## Source excerpt

Start

Roger Marsh: Well, welcome friends to Family Talk. I'm Roger Marsh, thanking you for joining us today. Today we begin our own celebration in honor of Black History Month, and we have a very special guest for you. You're going to want to stay tuned for sure. She's from a very well-known family and she has lived through literally being in the center of the Civil Rights Movement herself. She's an American activist, author, evangelist, and former state representative for the 28th District in the Georgia House of Representatives. Her name is Dr. Alveda King. You may know her as the niece of the late Dr. Martin Luther King, Jr. She's also the daughter of his brother civil rights activist, the late Reverend Alfred Daniel Williams King.
Today she will share with us her story and stories of her late father and uncle. Her strong faith, even as she had faced adversity, is truly inspiring. As you are about to hear, Dr. Alveda King has walked the walk, and she talks the talk, with grace, humility, and tolerance. She is a living example of the biblical truth expressed in Acts 17:26.
"From one man, he made all the nations, that they should inhabit the whole earth, and he marked out their appointed times in history and the boundaries of their lands."
Dr. Dobson and the JDFI are honored to call Dr. Alveda King, a friend and applaud her for her service, her life, and her family's history, which mirrors our shared American journey over the last 60 years, as we work to remain one nation under God, indivisible.
Let's join Dr. Alveda King right, now as she talks with our own Dr. Tim Clinton as we recognize Black History Month, right here on Family Talk.
Dr. Tim Clinton: Welcome into Family Talk. I'm Dr. Tim Clinton, co-host of the broadcast. I'm honored to serve alongside Dr. Dobson, as the resident authority on mental health and relationships here at the Dr. James Dobson Family Institute. I also serve as President of the American Association of Christian Counselors. Thank you for joining us today on this very special broadcast.
February 1st marked the first day of Black History Month. It's an annual time of the calendar year here in America, recognizing and celebrating the achievements of Black Americans and their central role in US history. Notable figures include Rosa Parks, Martin Luther King, Jr., Frederick Douglass, Sojourner Truth, Harriet Tubman, and more.
For those who may not know, the event grew out of Negro History Week, created by historian Carter G. Woodson and other prominent African Americans in 1926. President Gerald Ford officially recognized Black History Month in 1976, calling on the public to seize the opportunity to honor the two often neglected accomplishments of Black Americans, in every area of endeavor throughout our history.
And what better way to honor the significance of this month than with a visit from today's guest. She is from the well-known family that has been integral in the Civil Rights Movement. She's Christian-evangelist author, pro-life advocate, Dr. Alveda King. I'm honored to be with you Alveda. Thank you so much for joining us. Dr. Dobson, his wife, Shirley, send their regards.

End

## Written task a
Count how many lines of the records contain the string "plant", and reply with that number only.
The broadcast transcript above and the records that come next are unrelated to each other.

## Data in this exercise
Start

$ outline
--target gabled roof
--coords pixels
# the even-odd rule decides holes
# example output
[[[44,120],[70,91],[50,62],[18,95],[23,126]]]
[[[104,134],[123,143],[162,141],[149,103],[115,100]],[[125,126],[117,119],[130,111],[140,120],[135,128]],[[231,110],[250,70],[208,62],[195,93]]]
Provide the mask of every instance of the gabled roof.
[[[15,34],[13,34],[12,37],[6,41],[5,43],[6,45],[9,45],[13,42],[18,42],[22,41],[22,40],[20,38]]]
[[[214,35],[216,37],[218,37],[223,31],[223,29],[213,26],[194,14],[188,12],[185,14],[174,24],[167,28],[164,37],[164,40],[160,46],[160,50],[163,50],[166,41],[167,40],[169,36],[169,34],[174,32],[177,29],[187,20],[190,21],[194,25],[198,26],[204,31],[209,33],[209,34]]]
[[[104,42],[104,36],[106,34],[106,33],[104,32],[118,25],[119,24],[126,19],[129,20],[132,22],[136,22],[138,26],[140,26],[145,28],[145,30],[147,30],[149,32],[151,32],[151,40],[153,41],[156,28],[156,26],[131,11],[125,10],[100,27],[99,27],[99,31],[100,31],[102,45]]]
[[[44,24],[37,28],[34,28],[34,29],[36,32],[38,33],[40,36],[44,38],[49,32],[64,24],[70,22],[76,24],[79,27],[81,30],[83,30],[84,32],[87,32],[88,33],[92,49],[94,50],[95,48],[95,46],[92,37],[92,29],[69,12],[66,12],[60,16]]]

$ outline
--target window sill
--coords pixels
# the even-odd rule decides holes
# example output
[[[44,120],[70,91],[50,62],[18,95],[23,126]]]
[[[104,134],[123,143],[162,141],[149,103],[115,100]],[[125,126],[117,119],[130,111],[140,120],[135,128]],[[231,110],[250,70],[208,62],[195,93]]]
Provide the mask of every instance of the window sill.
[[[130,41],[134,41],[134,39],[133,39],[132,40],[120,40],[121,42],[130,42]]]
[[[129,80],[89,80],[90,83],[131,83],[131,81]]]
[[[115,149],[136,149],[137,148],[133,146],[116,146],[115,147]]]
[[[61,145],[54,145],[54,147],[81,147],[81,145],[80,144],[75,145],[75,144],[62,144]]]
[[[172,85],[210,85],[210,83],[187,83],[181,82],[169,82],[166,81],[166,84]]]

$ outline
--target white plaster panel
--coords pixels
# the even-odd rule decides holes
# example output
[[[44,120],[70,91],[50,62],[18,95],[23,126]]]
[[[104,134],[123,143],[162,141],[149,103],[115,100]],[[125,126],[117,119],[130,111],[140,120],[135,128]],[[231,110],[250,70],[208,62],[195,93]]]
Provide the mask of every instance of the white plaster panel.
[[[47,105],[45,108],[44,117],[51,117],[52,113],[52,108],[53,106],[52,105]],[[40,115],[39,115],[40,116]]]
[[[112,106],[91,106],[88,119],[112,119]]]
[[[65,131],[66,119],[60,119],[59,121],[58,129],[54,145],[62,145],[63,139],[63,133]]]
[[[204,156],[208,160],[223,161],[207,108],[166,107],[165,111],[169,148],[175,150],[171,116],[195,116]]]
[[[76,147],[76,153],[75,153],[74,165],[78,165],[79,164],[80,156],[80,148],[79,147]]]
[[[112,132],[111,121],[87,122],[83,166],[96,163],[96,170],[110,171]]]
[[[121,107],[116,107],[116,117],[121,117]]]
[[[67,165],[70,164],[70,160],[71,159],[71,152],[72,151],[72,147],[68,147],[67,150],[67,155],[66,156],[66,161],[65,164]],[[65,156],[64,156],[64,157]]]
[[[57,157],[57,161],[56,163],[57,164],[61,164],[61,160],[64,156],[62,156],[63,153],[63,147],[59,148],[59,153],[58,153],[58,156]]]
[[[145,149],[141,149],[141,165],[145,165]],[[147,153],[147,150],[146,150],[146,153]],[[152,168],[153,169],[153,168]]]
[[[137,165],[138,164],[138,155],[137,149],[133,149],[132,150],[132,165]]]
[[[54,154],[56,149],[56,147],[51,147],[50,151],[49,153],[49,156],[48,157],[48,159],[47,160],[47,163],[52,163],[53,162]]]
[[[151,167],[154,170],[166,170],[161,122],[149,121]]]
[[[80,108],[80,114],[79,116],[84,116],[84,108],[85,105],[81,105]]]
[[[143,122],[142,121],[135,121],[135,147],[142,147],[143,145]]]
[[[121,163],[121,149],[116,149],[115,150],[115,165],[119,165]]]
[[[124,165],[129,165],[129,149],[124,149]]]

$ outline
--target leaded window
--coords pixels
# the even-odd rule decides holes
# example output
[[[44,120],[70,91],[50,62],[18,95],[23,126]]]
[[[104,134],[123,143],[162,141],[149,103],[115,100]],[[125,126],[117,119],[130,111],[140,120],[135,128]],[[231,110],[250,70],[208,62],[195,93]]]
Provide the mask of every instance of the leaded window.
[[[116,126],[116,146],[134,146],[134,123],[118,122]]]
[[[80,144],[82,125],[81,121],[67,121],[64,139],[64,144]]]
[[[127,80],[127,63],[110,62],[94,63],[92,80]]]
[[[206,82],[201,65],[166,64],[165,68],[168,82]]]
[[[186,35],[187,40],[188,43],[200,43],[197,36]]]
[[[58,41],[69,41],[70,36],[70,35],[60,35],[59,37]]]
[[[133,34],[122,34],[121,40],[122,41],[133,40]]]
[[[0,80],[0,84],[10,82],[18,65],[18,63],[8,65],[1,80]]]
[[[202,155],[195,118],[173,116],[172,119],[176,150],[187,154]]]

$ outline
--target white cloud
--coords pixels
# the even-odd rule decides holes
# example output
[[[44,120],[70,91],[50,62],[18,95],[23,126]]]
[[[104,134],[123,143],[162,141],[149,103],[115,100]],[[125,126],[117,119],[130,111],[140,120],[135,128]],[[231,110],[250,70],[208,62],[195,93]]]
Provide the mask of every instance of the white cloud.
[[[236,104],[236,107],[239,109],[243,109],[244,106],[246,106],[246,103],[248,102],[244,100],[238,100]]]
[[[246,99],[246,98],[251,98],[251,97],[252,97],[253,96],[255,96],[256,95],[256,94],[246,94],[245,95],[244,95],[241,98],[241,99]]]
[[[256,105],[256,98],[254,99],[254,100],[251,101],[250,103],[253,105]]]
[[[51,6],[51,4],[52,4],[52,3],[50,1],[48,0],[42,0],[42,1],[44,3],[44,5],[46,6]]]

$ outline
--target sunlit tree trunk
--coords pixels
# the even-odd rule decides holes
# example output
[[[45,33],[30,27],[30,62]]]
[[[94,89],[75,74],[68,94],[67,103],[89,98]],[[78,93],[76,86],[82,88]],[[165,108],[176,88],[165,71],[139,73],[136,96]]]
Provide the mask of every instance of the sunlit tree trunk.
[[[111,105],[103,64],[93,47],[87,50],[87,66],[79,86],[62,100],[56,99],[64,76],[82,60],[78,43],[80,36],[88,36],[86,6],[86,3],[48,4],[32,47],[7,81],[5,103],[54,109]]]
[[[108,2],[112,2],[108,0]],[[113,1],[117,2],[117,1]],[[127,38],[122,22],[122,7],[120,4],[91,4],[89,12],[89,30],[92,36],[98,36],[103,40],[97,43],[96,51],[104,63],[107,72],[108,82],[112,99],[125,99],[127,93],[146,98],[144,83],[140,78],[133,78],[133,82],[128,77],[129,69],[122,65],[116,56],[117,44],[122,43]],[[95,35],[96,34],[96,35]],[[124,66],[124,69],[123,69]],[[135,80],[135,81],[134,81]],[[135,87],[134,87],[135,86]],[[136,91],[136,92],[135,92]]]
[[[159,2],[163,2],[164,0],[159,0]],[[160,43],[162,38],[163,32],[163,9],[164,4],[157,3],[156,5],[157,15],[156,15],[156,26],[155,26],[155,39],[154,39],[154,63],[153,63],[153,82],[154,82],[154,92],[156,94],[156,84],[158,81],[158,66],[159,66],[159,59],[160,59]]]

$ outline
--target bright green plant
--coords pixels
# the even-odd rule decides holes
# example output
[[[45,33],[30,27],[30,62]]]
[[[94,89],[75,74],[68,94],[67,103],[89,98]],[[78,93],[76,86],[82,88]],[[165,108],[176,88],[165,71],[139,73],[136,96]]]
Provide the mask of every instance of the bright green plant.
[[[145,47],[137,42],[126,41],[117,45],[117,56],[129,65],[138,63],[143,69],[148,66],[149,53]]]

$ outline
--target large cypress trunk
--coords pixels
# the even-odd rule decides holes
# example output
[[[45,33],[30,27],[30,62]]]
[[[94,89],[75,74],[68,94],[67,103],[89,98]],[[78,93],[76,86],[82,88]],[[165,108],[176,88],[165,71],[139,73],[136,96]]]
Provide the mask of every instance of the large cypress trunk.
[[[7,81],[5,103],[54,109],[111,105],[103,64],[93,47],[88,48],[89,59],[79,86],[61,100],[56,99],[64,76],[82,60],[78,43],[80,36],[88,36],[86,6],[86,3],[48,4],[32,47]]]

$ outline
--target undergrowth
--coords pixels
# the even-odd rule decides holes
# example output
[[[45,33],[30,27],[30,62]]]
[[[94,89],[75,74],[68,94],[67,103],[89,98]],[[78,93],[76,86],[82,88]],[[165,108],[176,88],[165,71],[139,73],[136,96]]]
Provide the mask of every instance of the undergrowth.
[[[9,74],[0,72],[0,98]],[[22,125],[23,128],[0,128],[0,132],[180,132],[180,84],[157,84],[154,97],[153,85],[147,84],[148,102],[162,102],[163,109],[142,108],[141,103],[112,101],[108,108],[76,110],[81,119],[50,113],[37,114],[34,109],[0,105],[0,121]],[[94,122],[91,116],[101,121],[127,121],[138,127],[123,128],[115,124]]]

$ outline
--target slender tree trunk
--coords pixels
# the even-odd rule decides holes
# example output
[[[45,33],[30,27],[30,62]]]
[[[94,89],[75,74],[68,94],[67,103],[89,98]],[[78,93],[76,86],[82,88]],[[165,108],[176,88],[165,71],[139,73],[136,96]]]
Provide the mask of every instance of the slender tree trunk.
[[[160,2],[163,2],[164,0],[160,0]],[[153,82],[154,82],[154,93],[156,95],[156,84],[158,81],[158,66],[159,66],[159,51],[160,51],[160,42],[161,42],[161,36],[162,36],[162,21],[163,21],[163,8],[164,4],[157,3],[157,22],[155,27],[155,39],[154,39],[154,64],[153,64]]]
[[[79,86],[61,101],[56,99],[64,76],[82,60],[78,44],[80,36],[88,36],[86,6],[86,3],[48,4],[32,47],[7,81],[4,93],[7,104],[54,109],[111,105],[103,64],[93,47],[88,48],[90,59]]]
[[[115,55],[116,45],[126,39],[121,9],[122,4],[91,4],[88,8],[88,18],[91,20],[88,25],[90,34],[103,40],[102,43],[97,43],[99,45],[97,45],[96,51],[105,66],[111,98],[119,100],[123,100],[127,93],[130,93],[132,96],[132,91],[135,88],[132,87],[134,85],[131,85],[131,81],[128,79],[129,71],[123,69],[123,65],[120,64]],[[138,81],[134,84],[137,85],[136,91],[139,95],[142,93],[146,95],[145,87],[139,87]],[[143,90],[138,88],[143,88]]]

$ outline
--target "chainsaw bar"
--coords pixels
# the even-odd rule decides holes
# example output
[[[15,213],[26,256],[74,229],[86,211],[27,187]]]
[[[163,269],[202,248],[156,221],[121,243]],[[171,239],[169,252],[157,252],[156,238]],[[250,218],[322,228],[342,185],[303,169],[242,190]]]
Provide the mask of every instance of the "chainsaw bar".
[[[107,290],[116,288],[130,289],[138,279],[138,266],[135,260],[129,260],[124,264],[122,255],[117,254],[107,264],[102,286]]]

End

## Written task b
Print the broadcast transcript word for word from "February 1st marked" to "throughout our history.".

## Exercise response a
2

## Exercise response b
February 1st marked the first day of Black History Month. It's an annual time of the calendar year here in America, recognizing and celebrating the achievements of Black Americans and their central role in US history. Notable figures include Rosa Parks, Martin Luther King, Jr., Frederick Douglass, Sojourner Truth, Harriet Tubman, and more.
For those who may not know, the event grew out of Negro History Week, created by historian Carter G. Woodson and other prominent African Americans in 1926. President Gerald Ford officially recognized Black History Month in 1976, calling on the public to seize the opportunity to honor the two often neglected accomplishments of Black Americans, in every area of endeavor throughout our history.